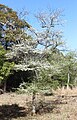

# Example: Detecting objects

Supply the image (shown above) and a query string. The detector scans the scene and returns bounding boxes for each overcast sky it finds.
[0,0,77,50]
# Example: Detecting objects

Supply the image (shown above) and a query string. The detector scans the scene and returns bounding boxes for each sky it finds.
[0,0,77,50]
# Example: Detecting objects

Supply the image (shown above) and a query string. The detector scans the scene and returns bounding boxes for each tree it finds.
[0,45,14,92]
[7,8,66,113]
[0,4,30,50]
[30,10,64,50]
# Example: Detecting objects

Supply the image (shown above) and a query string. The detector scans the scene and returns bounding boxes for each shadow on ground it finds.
[0,104,27,120]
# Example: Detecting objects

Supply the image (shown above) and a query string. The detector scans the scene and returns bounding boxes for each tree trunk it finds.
[3,80,6,92]
[32,92,36,116]
[67,72,70,89]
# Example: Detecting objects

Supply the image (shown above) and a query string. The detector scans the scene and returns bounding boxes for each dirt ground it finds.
[0,88,77,120]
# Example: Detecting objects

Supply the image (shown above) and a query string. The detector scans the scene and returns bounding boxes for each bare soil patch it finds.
[0,88,77,120]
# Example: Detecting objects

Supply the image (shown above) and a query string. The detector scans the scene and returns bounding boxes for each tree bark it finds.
[67,72,70,89]
[3,80,6,92]
[32,92,36,116]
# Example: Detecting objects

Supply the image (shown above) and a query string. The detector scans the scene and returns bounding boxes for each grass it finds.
[0,88,77,120]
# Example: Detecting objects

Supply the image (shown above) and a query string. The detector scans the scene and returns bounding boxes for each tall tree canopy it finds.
[0,4,30,50]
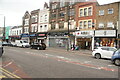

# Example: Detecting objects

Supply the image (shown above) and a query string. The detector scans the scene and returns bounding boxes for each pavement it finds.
[46,47,92,55]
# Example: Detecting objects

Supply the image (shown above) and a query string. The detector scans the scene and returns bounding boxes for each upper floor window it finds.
[108,8,114,14]
[107,22,114,28]
[88,20,92,28]
[99,10,104,15]
[84,8,87,16]
[98,23,104,28]
[60,0,65,7]
[80,9,83,16]
[69,9,75,16]
[88,7,92,16]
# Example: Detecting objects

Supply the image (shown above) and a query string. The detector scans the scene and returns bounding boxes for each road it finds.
[1,47,118,78]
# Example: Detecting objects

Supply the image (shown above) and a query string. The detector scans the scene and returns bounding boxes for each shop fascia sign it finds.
[95,30,116,37]
[75,30,94,37]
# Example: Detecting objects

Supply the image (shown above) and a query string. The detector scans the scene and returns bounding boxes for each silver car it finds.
[0,41,4,57]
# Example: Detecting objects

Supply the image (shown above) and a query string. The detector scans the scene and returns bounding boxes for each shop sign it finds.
[95,30,116,37]
[21,34,29,37]
[38,34,45,36]
[118,34,120,38]
[75,31,94,37]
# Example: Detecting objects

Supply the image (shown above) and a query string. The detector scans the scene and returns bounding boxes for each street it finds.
[1,47,118,78]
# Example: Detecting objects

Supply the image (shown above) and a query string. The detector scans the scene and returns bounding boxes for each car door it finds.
[101,47,109,58]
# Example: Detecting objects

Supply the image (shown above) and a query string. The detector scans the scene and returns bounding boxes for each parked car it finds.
[31,43,46,50]
[15,40,30,48]
[111,49,120,66]
[92,47,117,59]
[0,41,4,57]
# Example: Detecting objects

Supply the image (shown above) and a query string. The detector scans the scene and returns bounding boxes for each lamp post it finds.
[0,14,5,41]
[3,16,5,41]
[67,3,70,51]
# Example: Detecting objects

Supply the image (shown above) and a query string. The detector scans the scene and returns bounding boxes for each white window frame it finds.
[98,23,104,28]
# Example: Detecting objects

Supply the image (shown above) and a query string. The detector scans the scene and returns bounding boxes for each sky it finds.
[0,0,120,27]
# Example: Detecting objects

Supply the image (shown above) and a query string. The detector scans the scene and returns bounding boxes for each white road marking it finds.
[3,62,13,67]
[84,61,91,63]
[108,65,115,66]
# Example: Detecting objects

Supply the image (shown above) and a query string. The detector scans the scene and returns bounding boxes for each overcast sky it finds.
[0,0,120,27]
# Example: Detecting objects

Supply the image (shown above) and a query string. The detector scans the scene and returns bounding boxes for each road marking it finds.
[0,68,23,80]
[84,61,91,63]
[3,61,13,67]
[108,65,115,66]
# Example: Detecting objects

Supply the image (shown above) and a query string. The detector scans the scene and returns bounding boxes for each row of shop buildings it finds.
[1,0,120,50]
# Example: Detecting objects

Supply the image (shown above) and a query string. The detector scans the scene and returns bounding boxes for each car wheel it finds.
[114,59,120,66]
[95,53,101,59]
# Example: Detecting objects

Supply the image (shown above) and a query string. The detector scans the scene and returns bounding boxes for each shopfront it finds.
[29,34,37,44]
[21,34,30,42]
[37,32,48,46]
[9,36,21,42]
[75,30,94,50]
[95,30,117,47]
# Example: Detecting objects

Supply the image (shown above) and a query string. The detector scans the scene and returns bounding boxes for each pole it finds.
[3,16,5,41]
[67,5,70,51]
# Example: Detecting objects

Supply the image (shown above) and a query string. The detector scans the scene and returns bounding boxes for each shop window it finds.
[84,21,87,28]
[99,10,104,15]
[88,7,92,16]
[69,9,75,16]
[52,4,57,9]
[60,0,65,7]
[101,48,109,51]
[60,12,64,17]
[51,24,55,30]
[80,21,83,29]
[88,20,92,28]
[69,0,75,5]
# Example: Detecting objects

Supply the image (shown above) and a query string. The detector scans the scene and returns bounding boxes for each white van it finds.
[15,40,30,48]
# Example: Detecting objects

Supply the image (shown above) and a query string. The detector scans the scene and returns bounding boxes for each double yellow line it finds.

——

* Short task
Count the lines above that contain the word "marking", and reply with the number alone.

* Answer for this exercise
2